# AUFGABEN
1) Wiederhole aus dem Text über Bio und männliche Kälber wortgetreu den Abschnitt, der mit den Worten „So löst auch“ beginnt und mit „über Bio erzählen.“ endet.
2) Erkläre anhand des Textes über Bio und männliche Kälber, warum viele Bauern zwischen 1996 und 1999 ihre männlichen Kälber nach Frankreich brachten.

# DOKUMENT
Wir wünschen uns alle ein reines Gewissen und "Bio" scheint in vielerlei Hinsicht die Lösung dafür zu sein. Leider neigen wir dazu uns um "Bio" eine Wunschvorstellung zu bauen, die mit der Realität nur wenig zu tun hat.

So löst auch "bio" leider nicht den Grundkonflikt der männlichen Kälber in der Milchwirtschaft.

Transkript

Schön, dass du wieder dabei bist bei Milchgeschichten, dem Podcast rund um die Kuhmilch. Ich bin Stefanie und ich möchte dir in der heutigen Folge ein bisschen etwas über Bio erzählen.

Ich hatte dazu schon einen Blogartikel geschrieben, was bedeutet eigentlich Bio, „Bio zwischen Wunsch und Wirklichkeit“ und zwar habe ich mich da bezogen auf einen Filmabend im Rahmen der Wandelwoche 2016. In der Podcastfolge lese ich den Blogartikel vor, Du kannst ihn hier durchlesen: https://von-herzen-vegan.de/blogartikel/bio-zwischen-wunsch-und-wirklichkeit

Ergänzend zu dem Blogartikel möchte ich Dir die Herodesprämie vorstellen. Der Begriff stammt von Tierschützern, offiziell hieß die Prämie „die Verarbeitungsprämie“.

Und zwar wurde zwischen 1996 und dem Jahr 2000, es ist noch nicht lange her, wurde Milchbauern eine Prämie gezahlt, wenn sie ihr männliches Kalb, das weniger als 20 Tage alt war, schlachten ließen. Diese Prämie belief sich so auf zwischen 240 und 288 D-Mark. Und das war aber keine Praxis, die in Deutschland erlaubt war, die war nur in Frankreich unter anderem erlaubt, in Portugal, Italien und ein Land habe ich jetzt vergessen, ich glaube in Irland.

Und das führte aber dann dazu, dass in dieser Zeit bis 1999, da wurde nämlich dann ein neues Tierschutzgesetz verabschiedet, also von 1996 bis 1999, ganz viele Bauern ihre männlichen Kälber, die dann etwa 2-3 Tage alt waren, nach Frankreich gekarrt haben, um diese Prämie zu kassieren. Ich behaupte, das haben sie nicht aus bösen Willen gemacht, sondern weil es halt generell problematisch ist, männliche Kälber zu verkaufen, denn damals lag der Verkaufspreis für männliche Kälber zwischen 10 und 50 D-Mark und dadurch, dass sie es dann über die Grenze gekarrt haben, haben sie dafür 240 bis 288 D-Mark erhalten, was natürlich wirtschaftlicher ist, als die Tiere aufzuziehen, dann noch zu investieren und sie dann zu verkaufen für viel weniger Geld.

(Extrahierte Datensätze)
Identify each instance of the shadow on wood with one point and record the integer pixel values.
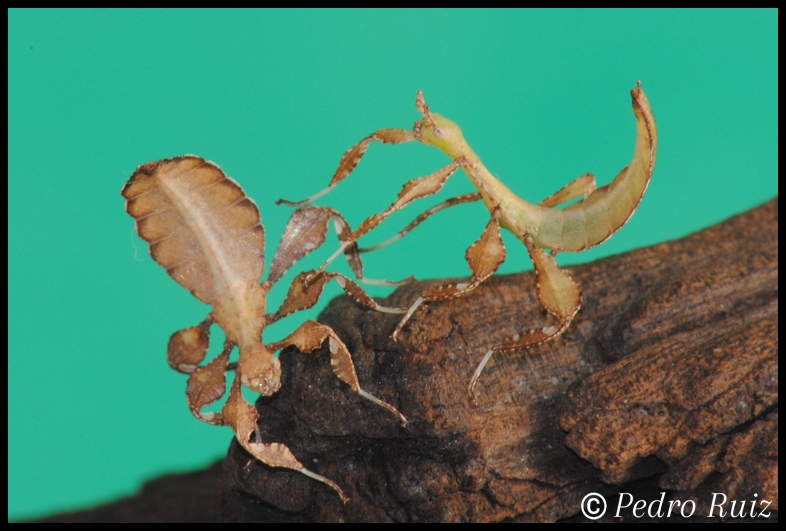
(666, 382)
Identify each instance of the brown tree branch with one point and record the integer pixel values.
(666, 381)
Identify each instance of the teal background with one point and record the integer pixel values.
(275, 98)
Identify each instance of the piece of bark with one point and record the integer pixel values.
(667, 381)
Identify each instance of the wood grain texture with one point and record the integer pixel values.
(666, 381)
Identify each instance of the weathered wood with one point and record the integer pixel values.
(666, 381)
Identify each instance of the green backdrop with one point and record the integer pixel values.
(275, 98)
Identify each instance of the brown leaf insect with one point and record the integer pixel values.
(594, 218)
(207, 234)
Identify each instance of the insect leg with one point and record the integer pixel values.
(242, 416)
(466, 198)
(558, 293)
(351, 158)
(412, 190)
(307, 287)
(311, 335)
(484, 257)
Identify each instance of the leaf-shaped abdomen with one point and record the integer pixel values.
(201, 226)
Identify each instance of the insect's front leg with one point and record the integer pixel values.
(188, 347)
(484, 258)
(351, 158)
(558, 293)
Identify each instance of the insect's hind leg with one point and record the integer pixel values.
(558, 293)
(310, 336)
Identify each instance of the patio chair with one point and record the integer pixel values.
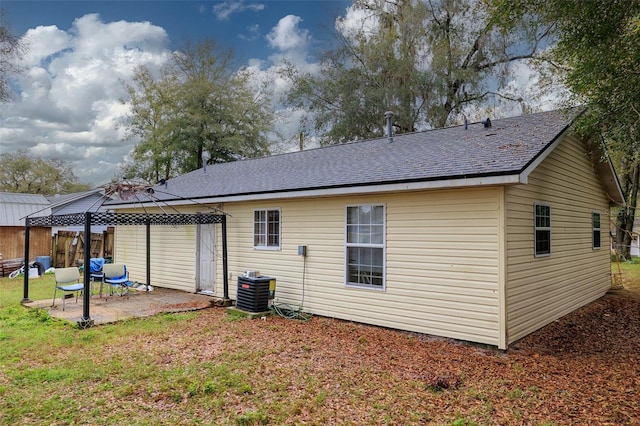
(95, 271)
(117, 277)
(65, 276)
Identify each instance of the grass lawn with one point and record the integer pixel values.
(207, 367)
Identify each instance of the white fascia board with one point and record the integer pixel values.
(524, 176)
(347, 190)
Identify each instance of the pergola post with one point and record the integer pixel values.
(86, 320)
(25, 296)
(148, 225)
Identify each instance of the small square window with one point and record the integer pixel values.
(266, 229)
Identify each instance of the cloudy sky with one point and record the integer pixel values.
(67, 103)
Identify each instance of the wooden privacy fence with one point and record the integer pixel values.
(68, 247)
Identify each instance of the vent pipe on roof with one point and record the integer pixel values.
(389, 116)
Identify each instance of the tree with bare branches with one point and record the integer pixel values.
(425, 60)
(12, 50)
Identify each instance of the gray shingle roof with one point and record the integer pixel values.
(507, 147)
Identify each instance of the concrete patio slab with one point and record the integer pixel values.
(136, 304)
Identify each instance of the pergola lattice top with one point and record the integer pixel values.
(110, 218)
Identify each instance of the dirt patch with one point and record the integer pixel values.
(109, 309)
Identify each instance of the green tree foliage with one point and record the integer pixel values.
(11, 51)
(22, 173)
(597, 56)
(196, 110)
(424, 60)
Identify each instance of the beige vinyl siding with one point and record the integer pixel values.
(441, 260)
(540, 290)
(173, 254)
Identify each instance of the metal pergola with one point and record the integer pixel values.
(113, 219)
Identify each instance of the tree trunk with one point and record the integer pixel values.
(626, 215)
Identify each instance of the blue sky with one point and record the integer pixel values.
(67, 102)
(241, 25)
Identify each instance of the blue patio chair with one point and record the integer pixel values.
(95, 272)
(65, 276)
(116, 275)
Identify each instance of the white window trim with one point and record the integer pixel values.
(542, 228)
(253, 231)
(593, 247)
(383, 287)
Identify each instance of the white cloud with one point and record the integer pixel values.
(224, 10)
(287, 35)
(68, 101)
(357, 21)
(253, 33)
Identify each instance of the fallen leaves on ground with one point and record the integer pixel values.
(581, 369)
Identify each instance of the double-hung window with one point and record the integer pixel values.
(595, 230)
(266, 229)
(365, 246)
(542, 230)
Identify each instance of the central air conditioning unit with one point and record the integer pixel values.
(255, 292)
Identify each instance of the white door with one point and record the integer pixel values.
(206, 251)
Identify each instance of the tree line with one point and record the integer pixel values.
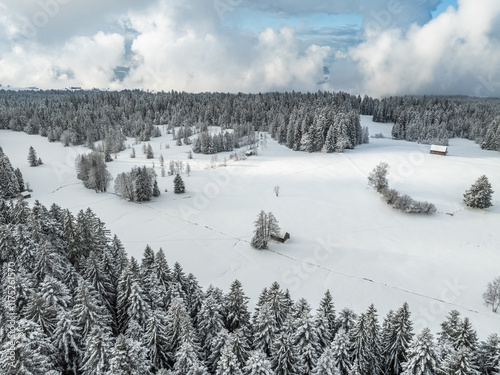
(436, 119)
(74, 303)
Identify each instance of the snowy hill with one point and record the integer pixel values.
(343, 237)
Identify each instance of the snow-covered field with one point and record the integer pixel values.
(343, 237)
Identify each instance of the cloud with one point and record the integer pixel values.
(456, 53)
(174, 49)
(81, 61)
(193, 46)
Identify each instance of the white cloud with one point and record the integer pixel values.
(452, 54)
(186, 45)
(174, 51)
(81, 61)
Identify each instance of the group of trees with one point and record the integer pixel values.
(81, 307)
(92, 170)
(378, 180)
(436, 119)
(11, 179)
(207, 143)
(137, 185)
(33, 159)
(310, 122)
(479, 194)
(266, 226)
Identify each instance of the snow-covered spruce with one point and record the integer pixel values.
(479, 194)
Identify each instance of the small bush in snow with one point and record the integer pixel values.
(492, 294)
(479, 194)
(378, 180)
(378, 177)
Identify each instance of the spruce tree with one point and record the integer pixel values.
(479, 195)
(42, 313)
(9, 183)
(360, 347)
(177, 325)
(422, 358)
(128, 357)
(265, 329)
(138, 308)
(340, 349)
(88, 311)
(98, 351)
(326, 364)
(397, 337)
(258, 364)
(67, 342)
(378, 177)
(228, 362)
(325, 320)
(187, 361)
(236, 308)
(210, 323)
(27, 351)
(285, 359)
(32, 158)
(306, 341)
(179, 185)
(156, 340)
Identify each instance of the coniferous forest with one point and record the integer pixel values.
(311, 122)
(73, 303)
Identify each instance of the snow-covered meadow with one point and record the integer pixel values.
(343, 237)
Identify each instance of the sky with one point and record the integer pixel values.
(374, 47)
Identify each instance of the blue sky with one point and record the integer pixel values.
(377, 47)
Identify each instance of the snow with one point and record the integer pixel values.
(438, 148)
(343, 237)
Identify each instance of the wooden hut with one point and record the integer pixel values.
(280, 237)
(439, 150)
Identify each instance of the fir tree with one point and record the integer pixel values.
(228, 362)
(187, 361)
(306, 341)
(422, 358)
(325, 320)
(459, 362)
(265, 226)
(479, 194)
(88, 311)
(138, 309)
(492, 294)
(360, 347)
(42, 313)
(179, 185)
(149, 152)
(341, 352)
(156, 340)
(236, 308)
(258, 364)
(285, 356)
(265, 329)
(397, 337)
(378, 177)
(68, 343)
(9, 183)
(326, 364)
(177, 325)
(128, 357)
(27, 351)
(98, 351)
(216, 347)
(32, 158)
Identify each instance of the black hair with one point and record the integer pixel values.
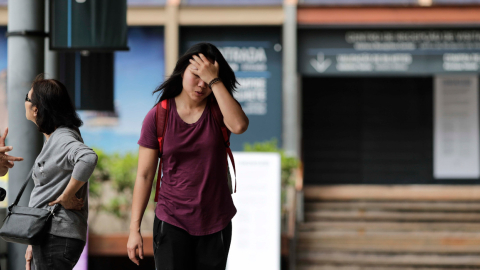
(172, 87)
(55, 108)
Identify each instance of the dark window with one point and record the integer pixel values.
(89, 79)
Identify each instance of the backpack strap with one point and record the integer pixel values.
(161, 119)
(217, 114)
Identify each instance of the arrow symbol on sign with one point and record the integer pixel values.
(320, 64)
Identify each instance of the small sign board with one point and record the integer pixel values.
(256, 227)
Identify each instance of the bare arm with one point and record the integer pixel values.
(233, 115)
(147, 166)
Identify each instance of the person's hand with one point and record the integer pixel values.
(135, 241)
(203, 68)
(68, 202)
(6, 161)
(28, 257)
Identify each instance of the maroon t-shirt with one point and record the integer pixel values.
(194, 194)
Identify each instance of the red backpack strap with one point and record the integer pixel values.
(161, 119)
(217, 114)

# VOLLSTÄNDIGE ANTWORTEN
1)
So löst auch "bio" leider nicht den Grundkonflikt der männlichen Kälber in der Milchwirtschaft.

Transkript

Schön, dass du wieder dabei bist bei Milchgeschichten, dem Podcast rund um die Kuhmilch. Ich bin Stefanie und ich möchte dir in der heutigen Folge ein bisschen etwas über Bio erzählen.

2) Sie wollten dort die Prämie von 240 bis 288 D-Mark kassieren, denn im Verkauf brachten männliche Kälber damals nur 10 bis 50 D-Mark. Das war wirtschaftlicher, als die Tiere aufzuziehen, weiter in sie zu investieren und sie dann für viel weniger Geld zu verkaufen.